-- Begin DATA --

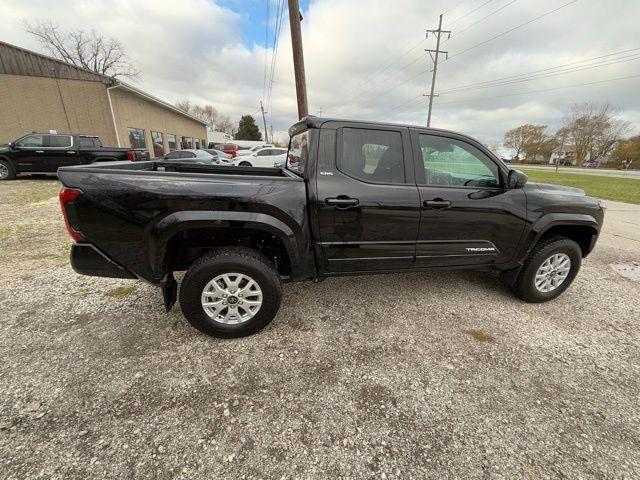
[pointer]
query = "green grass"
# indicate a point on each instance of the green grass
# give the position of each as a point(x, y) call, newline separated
point(609, 188)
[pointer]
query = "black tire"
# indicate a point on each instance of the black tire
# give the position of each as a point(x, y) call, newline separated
point(230, 260)
point(525, 287)
point(6, 171)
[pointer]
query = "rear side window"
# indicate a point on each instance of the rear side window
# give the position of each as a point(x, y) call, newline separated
point(298, 152)
point(59, 141)
point(372, 155)
point(31, 141)
point(89, 142)
point(450, 162)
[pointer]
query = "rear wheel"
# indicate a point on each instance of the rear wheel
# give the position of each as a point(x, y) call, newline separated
point(231, 292)
point(6, 171)
point(549, 270)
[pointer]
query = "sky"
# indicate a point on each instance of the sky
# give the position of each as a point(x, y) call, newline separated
point(366, 59)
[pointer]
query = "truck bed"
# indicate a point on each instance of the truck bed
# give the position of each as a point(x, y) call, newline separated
point(131, 211)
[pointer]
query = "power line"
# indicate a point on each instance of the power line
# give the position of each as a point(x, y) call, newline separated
point(511, 29)
point(266, 41)
point(386, 81)
point(276, 38)
point(543, 90)
point(434, 56)
point(545, 73)
point(449, 25)
point(483, 18)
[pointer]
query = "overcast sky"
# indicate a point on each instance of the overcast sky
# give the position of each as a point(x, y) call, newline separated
point(366, 59)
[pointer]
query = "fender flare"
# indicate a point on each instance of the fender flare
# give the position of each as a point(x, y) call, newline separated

-- End DATA --

PROBLEM REQUIREMENTS
Return the records exactly. Don't carry the pictures over.

RESULT FOR THIS TASK
[pointer]
query = "green grass"
# indicate a point on each instance of the green grass
# give the position of each as a point(x, y) call, newline separated
point(609, 188)
[pointer]
query = "black tire"
# indicate a point on each instance of the black tire
# give the position of each as a point(x, y) call, newline separated
point(230, 260)
point(525, 287)
point(6, 171)
[pointer]
query = "rear side window"
# indicate a point on each instance of the rear side window
# give the position of each as a point(x, y) call, newline separated
point(298, 152)
point(59, 141)
point(372, 155)
point(31, 141)
point(89, 142)
point(450, 162)
[pointer]
query = "rear wheel"
# indicate a point on each instance of the rear wheel
# give the position of each as a point(x, y) call, newline separated
point(231, 292)
point(6, 171)
point(549, 270)
[pointer]
query = "sky"
# indicate a point on each instance of the sky
# give the position of each as a point(x, y) call, newline separated
point(366, 59)
[pointer]
query = "truck bed"
# indicate a point on each instance of the truck bed
# give the position of each as a point(x, y) call, newline separated
point(131, 211)
[pointer]
query = "power line"
# indicate a point on each instance of the power line
# give the position of each as a point(x, y) call, newline separated
point(511, 29)
point(266, 41)
point(386, 81)
point(276, 38)
point(543, 90)
point(434, 56)
point(545, 73)
point(449, 25)
point(483, 18)
[pointer]
query = "overcast sky"
# indicate a point on each instance of the overcast sky
# give the position of each as a point(x, y) call, newline separated
point(366, 59)
[pointer]
query = "fender flare"
# indicate a point on each instance of the fender flare
# give the position of each as a point(x, y) call, newline separated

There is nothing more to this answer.